Copy out the lines of the listing below, starting at the line that contains "One point goes on each instance of the white wooden" and ending at the last line of the listing, with both ends included.

====== Recorded information

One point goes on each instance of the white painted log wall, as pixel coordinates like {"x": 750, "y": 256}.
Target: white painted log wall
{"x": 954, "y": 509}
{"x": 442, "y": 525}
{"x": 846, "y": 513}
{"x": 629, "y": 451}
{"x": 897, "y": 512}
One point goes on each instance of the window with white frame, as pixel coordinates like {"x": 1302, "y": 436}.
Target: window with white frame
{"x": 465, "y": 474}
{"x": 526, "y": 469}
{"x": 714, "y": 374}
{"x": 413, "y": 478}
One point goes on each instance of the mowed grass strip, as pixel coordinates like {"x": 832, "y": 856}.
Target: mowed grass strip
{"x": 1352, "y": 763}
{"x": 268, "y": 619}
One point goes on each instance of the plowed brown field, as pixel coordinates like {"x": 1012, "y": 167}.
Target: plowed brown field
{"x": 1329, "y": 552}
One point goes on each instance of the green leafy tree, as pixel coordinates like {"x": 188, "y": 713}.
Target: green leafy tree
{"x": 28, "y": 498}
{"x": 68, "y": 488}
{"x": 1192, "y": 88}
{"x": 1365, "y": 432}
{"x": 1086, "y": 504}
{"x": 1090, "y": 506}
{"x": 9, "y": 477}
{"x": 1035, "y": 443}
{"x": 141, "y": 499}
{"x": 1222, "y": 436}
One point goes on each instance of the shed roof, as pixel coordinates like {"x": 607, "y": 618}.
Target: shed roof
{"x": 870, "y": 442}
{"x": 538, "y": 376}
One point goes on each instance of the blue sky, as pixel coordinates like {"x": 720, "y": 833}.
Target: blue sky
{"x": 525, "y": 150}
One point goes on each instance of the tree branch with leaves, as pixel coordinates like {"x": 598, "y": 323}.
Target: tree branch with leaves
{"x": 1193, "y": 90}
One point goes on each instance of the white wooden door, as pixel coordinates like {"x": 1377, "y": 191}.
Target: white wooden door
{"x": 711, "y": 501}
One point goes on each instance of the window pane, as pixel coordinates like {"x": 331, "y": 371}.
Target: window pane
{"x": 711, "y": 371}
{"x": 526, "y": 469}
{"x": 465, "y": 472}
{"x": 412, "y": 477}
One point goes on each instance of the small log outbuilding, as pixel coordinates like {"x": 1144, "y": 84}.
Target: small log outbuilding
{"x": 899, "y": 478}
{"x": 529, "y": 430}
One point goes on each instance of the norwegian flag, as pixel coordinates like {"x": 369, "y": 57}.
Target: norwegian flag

============

* **Task response**:
One point goes on each instance of the white wooden door, as pixel coordinates like {"x": 1377, "y": 191}.
Target: white wooden door
{"x": 711, "y": 501}
One point goes on each instance of the window pane, as pixel coordinates like {"x": 331, "y": 371}.
Target: window pane
{"x": 711, "y": 371}
{"x": 526, "y": 469}
{"x": 465, "y": 472}
{"x": 412, "y": 477}
One point goes on each instance of the small log outbuilding, as pixel coordinates like {"x": 1144, "y": 84}.
Target: small log outbuilding
{"x": 899, "y": 478}
{"x": 529, "y": 430}
One point goes on each instance of the norwegian flag, as pixel coordinates like {"x": 369, "y": 57}.
Target: norwegian flag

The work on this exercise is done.